MENÜ
ANA SAYFA
Pencereyi Kapat
Prof. Dr. Zeynep Direk: Feminist hareket de bizim kültürümüz - Atölye BİA
7 Mart 2019

Prof. Dr. Zeynep Direk: Feminist hareket de bizim kültürümüz

Okuma Süresi: 7 dk
Prof. Dr. Zeynep Direk, YÖK’ün Toplumsal Cinsiyet Eşitliği Projesi’ni durdurmasını ve Toplumsal Cinsiyet Eşitliği Tutum Belgesi’ni web sitesinden kaldırmasını YÖK’e seslenerek ve sorular sorarak yorumladı.

Prof. Dr. Zeynep Direk’e göre Toplumsal Cinsiyet Eşitliği Projesi’nin durdurulması kadınların ve LBGTİ+’ların artık özgür ve eşit bireyler olarak desteklenmeyecekleri anlamına gelmektedir. Cinsiyet eşitsizliği sorununu çözmemek erkek şiddetinin artması ve meşrulaştırılmasına yol açar.

YÖK, Şubat 2019’da bir gazetenin konuyla ilgili haberini izleyen günlerde Projeyi durdurdu, Akademide Kadın Çalışmaları ve Sorunları Komisyonu’nun 2015’te hazırladığı Toplumsal Cinsiyet Eşitliği Tutum Belgesi’ni web sayfasından kaldırdı.

Koç Üniversitesi Öğretim Üyesi Prof. Dr. Zeynep Direk ile bu gelişmeleri toplumsal cinsiyet eşitliği anlamında konuştuk.

“Kavramlar emirle yok edilemez”

Uluslararası alanda kabul görmüş bir kavram olan ‘toplumsal cinsiyet eşitliği’ ne ifade ediyor bu yönde geliştirilen projelerin önemi nedir?

Toplumsal cinsiyet eşitliği kavramı, cinsiyet farklılığından bağımsız olarak insanların etik ve siyasi açıdan eşit olduğunu savlar.

Yani, kadın, erkek, LBGTİ kişi,  cinsel kimliğini nasıl tanımlamış olursa olsun, etik ve siyasi anlamda kendi hayatı hakkında kararlar verebilecek bir özne olarak görülmelidir.

Yurttaşlık hakları, medeni hakları, fırsat eşitliği bakımından herkes eşittir. İnsanlar bedensel ve zihinsel açıdan birbirinden farklı olabilir, kimi daha hızlı koşar, kimi daha iyi şarkı söyler, kimi daha iyi matematik yapar, kimi engelli olabilir, kimi doğurur kimi doğuramaz vs., insanların bu tür farklılıkları var diye onlara farklı ödevler tayin edemeyiz, haklarını sınırlandıramayız.

Kısacası, doğal farklar hukuki veya siyasi farklılıkları haklılaştırmaz.

“Türkiye uluslararası anlaşmaları imzaladı”

========================

Görev:
Lütfen toplumsal cinsiyet eşitliği söyleşisinde "Okuma Süresi: 7" ifadesinden "eşitliği anlamında konuştuk." ifadesine kadar olan kısmı hiç değiştirmeden yazın. Veriler bu metinden ayrı bir malzemedir.

Kaynak veriler:
========================

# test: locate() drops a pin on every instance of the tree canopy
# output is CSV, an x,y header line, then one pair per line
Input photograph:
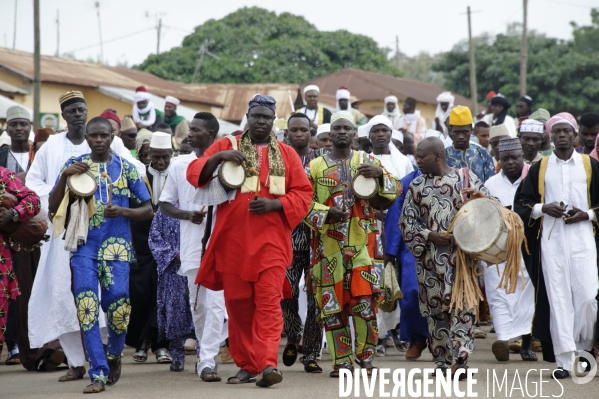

========================

Tamamlanan görev:
Okuma Süresi: 7 dk
Prof. Dr. Zeynep Direk, YÖK’ün Toplumsal Cinsiyet Eşitliği Projesi’ni durdurmasını ve Toplumsal Cinsiyet Eşitliği Tutum Belgesi’ni web sitesinden kaldırmasını YÖK’e seslenerek ve sorular sorarak yorumladı.

Prof. Dr. Zeynep Direk’e göre Toplumsal Cinsiyet Eşitliği Projesi’nin durdurulması kadınların ve LBGTİ+’ların artık özgür ve eşit bireyler olarak desteklenmeyecekleri anlamına gelmektedir. Cinsiyet eşitsizliği sorununu çözmemek erkek şiddetinin artması ve meşrulaştırılmasına yol açar.

YÖK, Şubat 2019’da bir gazetenin konuyla ilgili haberini izleyen günlerde Projeyi durdurdu, Akademide Kadın Çalışmaları ve Sorunları Komisyonu’nun 2015’te hazırladığı Toplumsal Cinsiyet Eşitliği Tutum Belgesi’ni web sayfasından kaldırdı.

Koç Üniversitesi Öğretim Üyesi Prof. Dr. Zeynep Direk ile bu gelişmeleri toplumsal cinsiyet eşitliği anlamında konuştuk.